This column is about skin cancer about prevention and about early detection.
I am bold (and bald) enough to tell you that I have not picked this subject because my shiny scalp is devoid of bicolored locks, hence increased risk of exposure to the suns damaging ultraviolet rays, but I think skin cancer is an important subject as we get into hot weather.
For my head shave, we were able to raise over $2200 for the Canadian Cancer Society a big thank you to generous contributors who made the event satisfying and worthwhile.
Now, for $10,000 to the cancer society, I may be (I repeat, may be) tempted to get an ear ring, a nose ring and a tattoo on my scalp! A little advisory here statement like this is not to be taken seriously and there is no need to call a psychiatrist. My head is bald but it is not out of place!
Anyway, we wont discuss this any further. Lets get back to our discussion on skin cancer.
There are two important things to remember about prevention of skin cancer: cover up and stay out of the sun, says an editorial in the British Medical Journal (BMJ).
Skin cancers can be divided into two types: melanoma and non-melanoma. Non-melanoma skin cancers are: basal cell cancer and squamous cell cancer.
Experts believe that 90 per cent of non-melanoma skin cancers and two thirds of melanomas may be attributed to excessive exposure to the sun, says the BMJ.
According to Alberta Cancer Board publication (Cancer in Alberta, A Regional Picture January 2003) non-melanoma skin cancers account for approximately 30 per cent of malignant cancer cases diagnosed each year among Albertans. It says that although these tumors are malignant, they are not typically life threatening and are usually successfully treated in doctors offices.
__________________________________________________
** Problem details **
Summarize the skin cancer column in three sentences. The listing that follows is not needed for this.

** Available data **
__________________________________________________
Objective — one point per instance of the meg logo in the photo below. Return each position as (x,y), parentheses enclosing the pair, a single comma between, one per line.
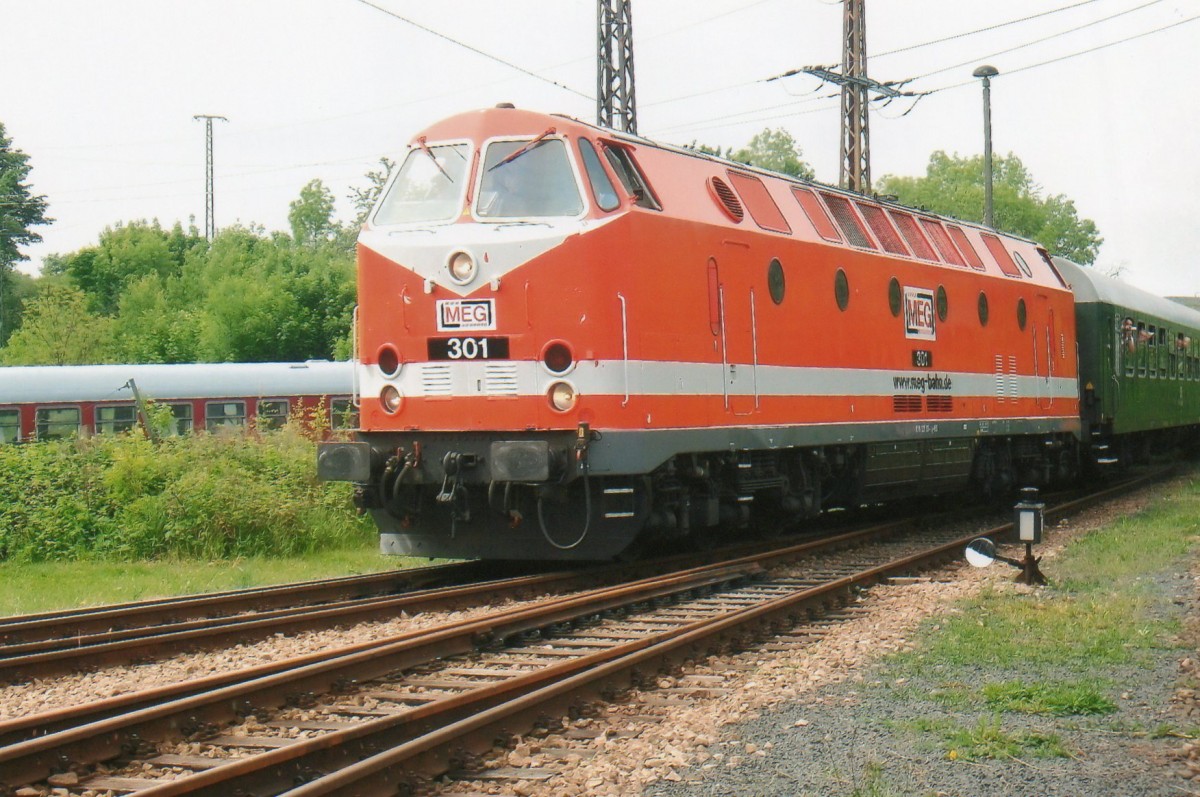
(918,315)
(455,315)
__________________________________________________
** Response **
The column addresses skin cancer prevention and early detection, and the writer reports that a head shave raised over $2200 for the Canadian Cancer Society. Citing the British Medical Journal, it says the two key points for prevention are to cover up and stay out of the sun, and that experts attribute 90 percent of non-melanoma skin cancers and two thirds of melanomas to excessive sun exposure. An Alberta Cancer Board publication is cited as saying that non-melanoma skin cancers make up about 30 percent of malignant cancers diagnosed each year among Albertans but are not typically life-threatening and are usually treated successfully in doctors' offices.